## TASK TO CARRY OUT
No picture belongs in the copy. Repeat each line below exactly.

(Natural-language object grounding data)
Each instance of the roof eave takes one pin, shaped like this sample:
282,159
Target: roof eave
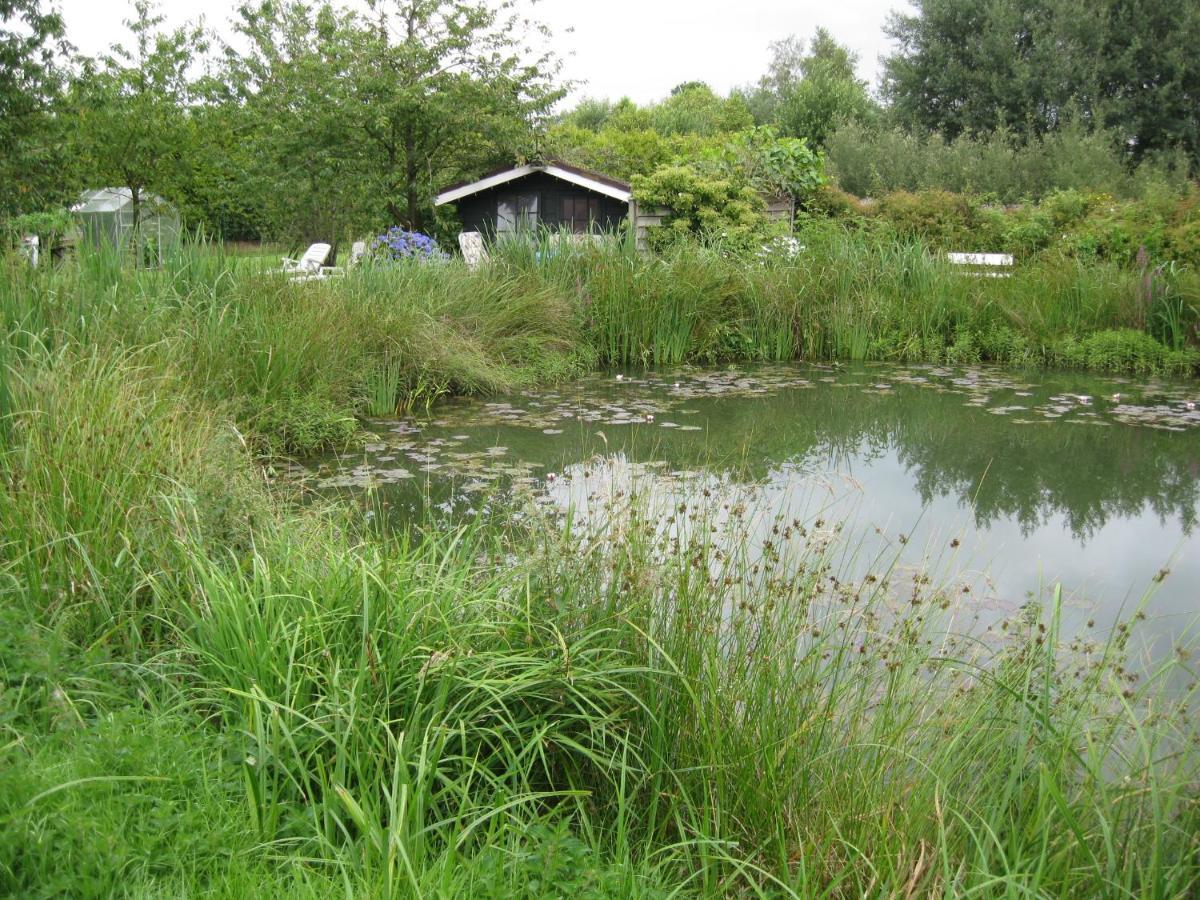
501,178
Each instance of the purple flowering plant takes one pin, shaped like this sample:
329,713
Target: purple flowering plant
400,244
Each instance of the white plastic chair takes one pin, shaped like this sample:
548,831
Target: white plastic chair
309,264
358,251
472,246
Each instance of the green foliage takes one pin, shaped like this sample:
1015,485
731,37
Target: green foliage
972,67
51,226
773,165
873,161
31,40
723,209
383,107
811,93
205,689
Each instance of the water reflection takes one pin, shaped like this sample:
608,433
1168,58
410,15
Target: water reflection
1093,484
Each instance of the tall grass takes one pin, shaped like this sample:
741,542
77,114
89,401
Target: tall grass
204,689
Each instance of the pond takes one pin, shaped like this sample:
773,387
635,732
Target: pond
1000,485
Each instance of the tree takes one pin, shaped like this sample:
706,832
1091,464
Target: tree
31,42
694,108
132,126
388,105
1027,66
809,90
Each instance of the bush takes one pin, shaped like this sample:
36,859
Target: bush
718,208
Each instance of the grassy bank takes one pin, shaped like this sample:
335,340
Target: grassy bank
205,690
294,364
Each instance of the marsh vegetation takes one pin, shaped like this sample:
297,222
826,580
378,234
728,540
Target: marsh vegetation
210,687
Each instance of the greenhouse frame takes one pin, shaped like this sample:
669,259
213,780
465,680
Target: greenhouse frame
107,217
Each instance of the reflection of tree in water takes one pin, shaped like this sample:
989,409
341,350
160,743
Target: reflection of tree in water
1003,469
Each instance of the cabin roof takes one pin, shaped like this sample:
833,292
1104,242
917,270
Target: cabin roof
571,174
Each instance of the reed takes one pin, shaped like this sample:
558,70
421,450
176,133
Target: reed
205,688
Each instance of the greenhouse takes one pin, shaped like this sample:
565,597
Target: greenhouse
108,216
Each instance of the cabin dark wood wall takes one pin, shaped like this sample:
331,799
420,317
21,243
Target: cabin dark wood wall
478,211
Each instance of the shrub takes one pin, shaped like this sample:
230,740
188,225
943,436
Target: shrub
399,244
719,208
940,217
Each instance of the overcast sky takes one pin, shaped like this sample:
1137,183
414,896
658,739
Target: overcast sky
640,48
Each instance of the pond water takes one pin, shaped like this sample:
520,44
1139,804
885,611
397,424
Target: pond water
1001,485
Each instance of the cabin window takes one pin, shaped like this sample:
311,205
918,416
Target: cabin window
516,213
580,214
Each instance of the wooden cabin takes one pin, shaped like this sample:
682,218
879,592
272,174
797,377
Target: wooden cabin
553,196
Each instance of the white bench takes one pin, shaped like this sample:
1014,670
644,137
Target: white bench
987,265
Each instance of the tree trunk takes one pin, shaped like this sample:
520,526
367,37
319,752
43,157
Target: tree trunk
411,179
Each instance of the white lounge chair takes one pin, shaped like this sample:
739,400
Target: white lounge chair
309,265
358,251
472,246
989,265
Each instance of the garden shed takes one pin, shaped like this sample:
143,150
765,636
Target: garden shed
107,216
552,195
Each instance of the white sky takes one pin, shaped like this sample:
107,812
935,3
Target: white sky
640,48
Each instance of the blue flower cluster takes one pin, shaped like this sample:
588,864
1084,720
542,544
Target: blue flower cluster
400,244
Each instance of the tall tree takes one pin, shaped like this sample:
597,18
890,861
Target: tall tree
1026,66
132,124
31,46
810,88
397,100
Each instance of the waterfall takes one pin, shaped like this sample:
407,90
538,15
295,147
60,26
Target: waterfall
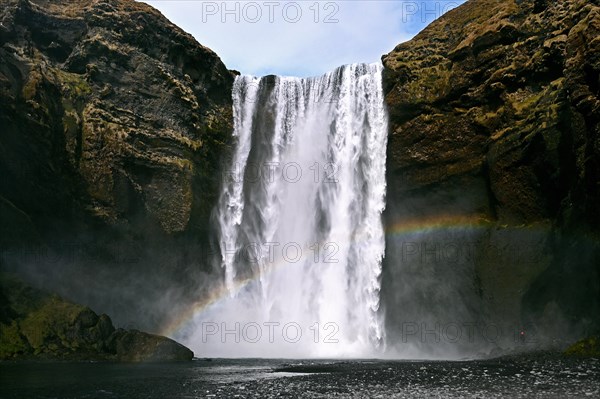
299,219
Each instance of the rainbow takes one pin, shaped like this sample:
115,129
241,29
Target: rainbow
399,229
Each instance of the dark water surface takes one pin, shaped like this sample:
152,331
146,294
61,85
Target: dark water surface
516,377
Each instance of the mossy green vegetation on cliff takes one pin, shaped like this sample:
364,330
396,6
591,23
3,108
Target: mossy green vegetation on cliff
37,325
494,114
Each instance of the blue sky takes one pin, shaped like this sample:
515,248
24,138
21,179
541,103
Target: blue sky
301,38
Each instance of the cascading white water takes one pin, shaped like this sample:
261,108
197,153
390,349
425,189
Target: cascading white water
299,219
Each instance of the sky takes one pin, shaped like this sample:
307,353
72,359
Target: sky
301,38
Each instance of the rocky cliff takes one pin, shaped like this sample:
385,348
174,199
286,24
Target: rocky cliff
38,325
495,146
114,124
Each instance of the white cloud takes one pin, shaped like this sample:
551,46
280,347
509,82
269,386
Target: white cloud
300,38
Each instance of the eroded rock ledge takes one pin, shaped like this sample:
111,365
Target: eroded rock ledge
37,325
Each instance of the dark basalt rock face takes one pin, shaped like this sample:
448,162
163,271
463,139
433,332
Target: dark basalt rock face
37,325
114,127
495,124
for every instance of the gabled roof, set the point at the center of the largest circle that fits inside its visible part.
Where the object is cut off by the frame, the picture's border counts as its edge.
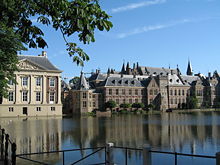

## EXERCISE OUTPUT
Each instance of the roof eave takes one pin, shaped like this sample:
282,159
Target: roof eave
501,178
Each instance of the purple flowering plant takes one pin, shaped like this sample:
329,713
Target: purple flowering plant
400,244
Each instance of the white plastic chair takes one pin, shaped like this sample:
548,831
Target: white plastic chair
309,264
358,251
472,246
Each instance of the green foliage takes one pin, shaped like this sample:
1015,485
731,37
Target: green foliage
972,67
51,226
773,165
873,161
31,40
723,209
383,107
811,93
205,689
Each instance of the water reflection takes one pin, shaped like this sample:
608,433
1168,58
410,15
Target: water reflection
1093,484
Each instance of the tall grass takes one pin, shaped like this sample:
741,542
77,114
89,401
Target: tall grass
204,689
Each instance of the pond takes one pin, shaped like this sample:
773,387
635,732
Target: pond
1000,485
Each instance of the tree takes one pin, shaped like this sample:
706,832
1091,464
Target: tree
31,42
694,108
132,126
388,105
1027,66
809,90
Each instance of the bush takes one pin, shaped like this sample:
36,859
Target: bush
718,208
Each instance of the grassy bank takes one pin, shaped like this sample:
335,340
Target: grassy bank
205,690
294,364
Each instance of the marsh vegetation takes one pin, shaped like this sample:
297,222
826,580
378,234
728,540
Target: marsh vegetation
210,687
Each instance of the greenhouse frame takes one pin, shaped like this sample:
669,259
213,780
465,680
Target: greenhouse frame
107,217
Each instance of the reflection of tree in water takes one pin, shaped like this sample:
989,409
341,350
160,743
Target: reflection of tree in water
1003,469
Each instance of the cabin roof takes one pin, shaped like this sample:
833,292
1104,242
917,270
Target: cabin roof
571,174
Each instance of the reed takes one pin, shaped like this sample:
558,70
421,450
176,133
Target: reed
205,688
Each instance of the greenhouse takes one pin, shaped like this sample:
565,597
Target: greenhouse
108,216
Each instance of the cabin dark wood wall takes one pin, shaped like this sample:
331,799
420,317
21,243
Target: cabin dark wood wall
478,211
Each instance of the shrub takes one pin, shaped like this sample:
230,740
188,225
943,436
Target: shrub
399,244
719,208
940,217
Each instance of the overcast sky takes one pin, shaped like this sample:
1137,183
414,896
658,739
Target: overcast sky
640,48
Each instance of the pond water takes one pin, shaped like this sample:
520,44
1139,804
885,611
397,424
Target: pond water
1001,485
Each instance of the cabin window takes one pin, shaped like this sample:
311,205
918,416
Target: cabin window
516,213
580,214
Each instance of the wooden cabin takes one pin, shaped like this sample:
682,218
879,592
272,174
797,377
Target: wooden cabin
553,196
Each instance of the white bench takes one pin, shaped like this sample:
1014,670
644,137
Target: white bench
987,265
Each instance of the tree trunk takes one pin, shaped like this sample:
520,526
367,37
319,752
43,157
Target: tree trunk
411,179
Each instance of the white lounge chair takes one pin, shaped like this sample:
739,400
Target: white lounge chair
309,265
358,251
472,246
989,265
Each instance of the garden shed takes one pin, shaped like this sample:
143,150
765,636
Target: garden shed
107,216
552,195
Each instance of the white sky takes one pin, shaped like this sample:
107,812
935,3
Target: white sky
640,48
Each instance of the blue flower cluster takes one pin, shaped like this sample:
588,864
1084,720
542,544
Target: blue flower cluster
400,244
Each instance of the tall tree takes one pin, shaped like this sample:
597,18
890,861
Target: tall tree
1026,66
132,124
31,46
810,88
397,100
Each instance of the waterfall takes one pin, shaped like this sample:
407,90
538,15
295,147
60,26
Target: waterfall
299,219
Each instance of the rainbow takes one pin, shaped like this sample:
115,129
241,29
Target: rainbow
399,229
Each instance of the dark water surface takes one pin, shaped like this sample:
152,331
146,294
61,85
Target: dark water surface
516,377
Each instance of the mossy green vegetation on cliff takes one pin, shaped like this sample:
364,330
396,6
591,23
3,108
Target: mossy green vegetation on cliff
37,325
494,114
Each instance of the blue sky takes one pin, shaped like this sample:
515,248
24,138
21,179
541,103
Target: blue sky
301,38
Each instance of the cascading white water takes one pin, shaped like this sample:
261,108
197,153
390,349
425,189
Target: cascading white water
299,219
Each instance of the sky takes one pin, shaped like this sample:
307,353
72,359
Target: sky
301,38
Each instance of the rocky cliff takes one pin, shaped like this sample:
385,348
174,199
286,24
Target: rocky cliff
38,325
495,146
114,124
Each instance of the white cloud takes one pin, shaped like this sample:
551,46
280,347
509,82
269,386
Target: white cloud
300,38
Each instance of the eroded rock ledge takes one pin, shaped like this sample:
111,365
Target: eroded rock ledge
37,325
Each instance of the dark basalt rock face takes one pin, shaped like this sample:
448,162
163,271
463,139
433,332
Target: dark basalt rock face
37,325
114,127
495,124
for every instance of the gabled roof, set the point at the center of the largest circle that fits inside its visible part.
Where the object is cut off by the frame, the picture's border counts as its edge.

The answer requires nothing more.